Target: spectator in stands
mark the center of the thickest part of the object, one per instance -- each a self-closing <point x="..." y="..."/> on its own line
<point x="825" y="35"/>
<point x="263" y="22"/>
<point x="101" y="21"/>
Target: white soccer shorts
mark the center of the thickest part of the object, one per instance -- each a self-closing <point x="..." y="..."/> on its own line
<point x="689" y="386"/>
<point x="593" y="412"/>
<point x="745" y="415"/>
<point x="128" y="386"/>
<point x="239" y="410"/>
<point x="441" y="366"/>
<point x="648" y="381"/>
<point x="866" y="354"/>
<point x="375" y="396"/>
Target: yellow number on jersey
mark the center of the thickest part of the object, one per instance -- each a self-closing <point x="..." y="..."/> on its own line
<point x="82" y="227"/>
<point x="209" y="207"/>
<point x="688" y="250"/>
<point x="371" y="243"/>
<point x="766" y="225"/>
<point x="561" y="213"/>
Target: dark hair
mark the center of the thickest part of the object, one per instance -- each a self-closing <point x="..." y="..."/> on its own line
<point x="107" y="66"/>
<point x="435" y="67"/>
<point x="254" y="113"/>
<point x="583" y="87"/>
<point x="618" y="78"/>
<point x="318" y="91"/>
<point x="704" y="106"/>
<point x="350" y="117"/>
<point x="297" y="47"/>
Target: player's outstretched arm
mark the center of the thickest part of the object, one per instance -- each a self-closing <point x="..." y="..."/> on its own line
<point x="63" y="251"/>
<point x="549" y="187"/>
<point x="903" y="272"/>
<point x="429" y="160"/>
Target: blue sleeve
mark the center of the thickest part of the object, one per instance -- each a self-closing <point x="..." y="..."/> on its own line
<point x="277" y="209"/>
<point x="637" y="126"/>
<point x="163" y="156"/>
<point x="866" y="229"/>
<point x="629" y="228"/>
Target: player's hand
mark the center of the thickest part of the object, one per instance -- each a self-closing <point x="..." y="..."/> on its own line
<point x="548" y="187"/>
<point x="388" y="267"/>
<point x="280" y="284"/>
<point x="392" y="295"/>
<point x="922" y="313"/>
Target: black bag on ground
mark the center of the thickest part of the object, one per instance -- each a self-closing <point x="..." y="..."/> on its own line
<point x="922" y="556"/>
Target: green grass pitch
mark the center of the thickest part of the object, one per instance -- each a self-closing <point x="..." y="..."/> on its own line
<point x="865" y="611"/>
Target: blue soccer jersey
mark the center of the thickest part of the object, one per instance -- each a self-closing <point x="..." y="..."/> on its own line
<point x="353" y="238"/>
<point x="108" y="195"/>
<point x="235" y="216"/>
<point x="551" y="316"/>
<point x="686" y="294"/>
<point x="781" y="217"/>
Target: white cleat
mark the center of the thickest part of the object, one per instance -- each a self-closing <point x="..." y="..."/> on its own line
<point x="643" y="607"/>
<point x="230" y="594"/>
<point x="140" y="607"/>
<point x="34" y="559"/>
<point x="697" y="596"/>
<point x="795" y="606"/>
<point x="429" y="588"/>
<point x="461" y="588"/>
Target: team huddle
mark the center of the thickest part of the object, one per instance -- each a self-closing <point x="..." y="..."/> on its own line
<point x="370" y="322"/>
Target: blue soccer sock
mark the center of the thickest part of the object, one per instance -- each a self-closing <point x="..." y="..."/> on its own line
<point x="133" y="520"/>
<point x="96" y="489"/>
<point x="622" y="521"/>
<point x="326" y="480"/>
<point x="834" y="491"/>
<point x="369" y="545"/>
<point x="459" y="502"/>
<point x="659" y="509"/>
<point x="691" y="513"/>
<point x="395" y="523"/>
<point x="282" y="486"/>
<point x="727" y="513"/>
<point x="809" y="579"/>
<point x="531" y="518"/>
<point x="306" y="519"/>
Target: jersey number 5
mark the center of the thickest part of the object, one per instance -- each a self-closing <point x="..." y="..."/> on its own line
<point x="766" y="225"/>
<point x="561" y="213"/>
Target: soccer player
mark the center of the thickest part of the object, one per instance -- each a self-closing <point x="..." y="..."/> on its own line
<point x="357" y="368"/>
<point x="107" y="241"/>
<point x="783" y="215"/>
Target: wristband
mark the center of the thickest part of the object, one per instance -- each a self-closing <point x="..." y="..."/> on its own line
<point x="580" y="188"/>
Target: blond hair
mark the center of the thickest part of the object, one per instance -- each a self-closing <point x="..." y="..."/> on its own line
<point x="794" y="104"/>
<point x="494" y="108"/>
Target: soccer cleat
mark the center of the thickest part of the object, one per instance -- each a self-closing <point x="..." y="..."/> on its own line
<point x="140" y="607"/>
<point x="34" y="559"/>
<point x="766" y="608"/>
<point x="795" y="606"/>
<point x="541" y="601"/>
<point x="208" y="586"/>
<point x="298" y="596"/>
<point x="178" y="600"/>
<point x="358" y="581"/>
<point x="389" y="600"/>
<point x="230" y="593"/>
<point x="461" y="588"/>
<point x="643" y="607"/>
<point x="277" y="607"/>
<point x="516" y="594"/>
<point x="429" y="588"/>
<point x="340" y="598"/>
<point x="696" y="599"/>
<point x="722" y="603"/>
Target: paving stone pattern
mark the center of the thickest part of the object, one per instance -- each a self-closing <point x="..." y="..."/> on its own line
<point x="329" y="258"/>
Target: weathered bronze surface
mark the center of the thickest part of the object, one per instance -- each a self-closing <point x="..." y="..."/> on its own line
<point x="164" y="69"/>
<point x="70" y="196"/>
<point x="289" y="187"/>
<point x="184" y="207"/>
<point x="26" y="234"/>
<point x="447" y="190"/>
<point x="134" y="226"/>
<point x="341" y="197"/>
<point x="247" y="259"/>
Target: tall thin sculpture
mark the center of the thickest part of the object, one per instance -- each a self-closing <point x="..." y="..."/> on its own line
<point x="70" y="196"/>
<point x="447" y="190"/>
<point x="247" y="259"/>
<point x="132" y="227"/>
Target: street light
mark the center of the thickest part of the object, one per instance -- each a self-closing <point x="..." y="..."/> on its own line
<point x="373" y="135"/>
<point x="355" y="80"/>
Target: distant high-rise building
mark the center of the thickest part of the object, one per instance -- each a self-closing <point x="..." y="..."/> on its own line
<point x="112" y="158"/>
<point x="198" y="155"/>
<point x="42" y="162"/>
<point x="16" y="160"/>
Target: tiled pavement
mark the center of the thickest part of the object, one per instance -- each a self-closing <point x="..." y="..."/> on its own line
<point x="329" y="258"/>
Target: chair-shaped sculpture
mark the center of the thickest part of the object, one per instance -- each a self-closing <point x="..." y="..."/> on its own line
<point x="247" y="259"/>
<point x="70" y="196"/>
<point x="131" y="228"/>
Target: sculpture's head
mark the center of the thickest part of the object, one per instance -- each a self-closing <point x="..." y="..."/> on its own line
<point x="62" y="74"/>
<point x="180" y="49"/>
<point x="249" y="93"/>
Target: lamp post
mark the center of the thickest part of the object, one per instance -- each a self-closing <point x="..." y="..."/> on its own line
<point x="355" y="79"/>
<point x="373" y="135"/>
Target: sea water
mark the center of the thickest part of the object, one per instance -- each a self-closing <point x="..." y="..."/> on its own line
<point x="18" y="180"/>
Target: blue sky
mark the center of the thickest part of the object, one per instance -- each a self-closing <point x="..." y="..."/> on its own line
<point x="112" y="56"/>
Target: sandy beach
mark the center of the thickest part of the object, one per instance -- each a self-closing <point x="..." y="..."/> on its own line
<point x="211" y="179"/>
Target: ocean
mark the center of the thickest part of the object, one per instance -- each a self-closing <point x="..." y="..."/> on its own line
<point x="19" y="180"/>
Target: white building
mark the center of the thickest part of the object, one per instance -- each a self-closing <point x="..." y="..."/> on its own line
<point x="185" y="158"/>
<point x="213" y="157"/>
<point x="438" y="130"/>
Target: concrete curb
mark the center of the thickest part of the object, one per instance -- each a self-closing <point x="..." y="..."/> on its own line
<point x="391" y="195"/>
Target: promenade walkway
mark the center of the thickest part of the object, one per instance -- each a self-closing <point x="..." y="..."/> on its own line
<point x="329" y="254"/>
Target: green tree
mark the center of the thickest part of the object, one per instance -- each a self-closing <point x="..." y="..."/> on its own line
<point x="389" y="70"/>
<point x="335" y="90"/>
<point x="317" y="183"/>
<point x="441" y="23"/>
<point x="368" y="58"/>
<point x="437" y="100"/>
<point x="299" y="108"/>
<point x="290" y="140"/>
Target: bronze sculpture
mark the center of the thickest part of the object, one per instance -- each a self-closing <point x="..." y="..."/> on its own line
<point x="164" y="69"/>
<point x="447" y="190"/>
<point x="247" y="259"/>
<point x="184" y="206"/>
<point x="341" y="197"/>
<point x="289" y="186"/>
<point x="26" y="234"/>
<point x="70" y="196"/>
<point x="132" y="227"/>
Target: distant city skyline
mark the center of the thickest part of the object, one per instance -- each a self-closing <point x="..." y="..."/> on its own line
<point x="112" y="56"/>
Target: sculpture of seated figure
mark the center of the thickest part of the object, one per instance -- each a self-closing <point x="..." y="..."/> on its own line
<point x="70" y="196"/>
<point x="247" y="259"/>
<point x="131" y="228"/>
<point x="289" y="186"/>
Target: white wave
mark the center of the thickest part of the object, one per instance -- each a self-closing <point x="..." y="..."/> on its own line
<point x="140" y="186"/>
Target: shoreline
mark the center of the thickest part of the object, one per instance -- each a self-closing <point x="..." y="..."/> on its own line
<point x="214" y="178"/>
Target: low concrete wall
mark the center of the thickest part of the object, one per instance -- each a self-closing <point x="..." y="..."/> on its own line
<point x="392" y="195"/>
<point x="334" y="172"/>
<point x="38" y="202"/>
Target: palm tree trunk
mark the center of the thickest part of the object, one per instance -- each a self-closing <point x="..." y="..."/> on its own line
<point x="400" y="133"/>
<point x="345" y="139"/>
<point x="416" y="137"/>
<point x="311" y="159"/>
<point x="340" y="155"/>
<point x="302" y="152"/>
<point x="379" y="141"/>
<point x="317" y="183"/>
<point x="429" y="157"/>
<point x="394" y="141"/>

▶ _Your objective_
Among the lines of the preceding data, which ones hold the word "sculpture"? List them.

▶ _Answer for this exercise_
Target: tall thin sculpture
Target: chair-shaped sculpture
Target: sculpture's head
Target: bronze sculpture
Target: sculpture of seated figure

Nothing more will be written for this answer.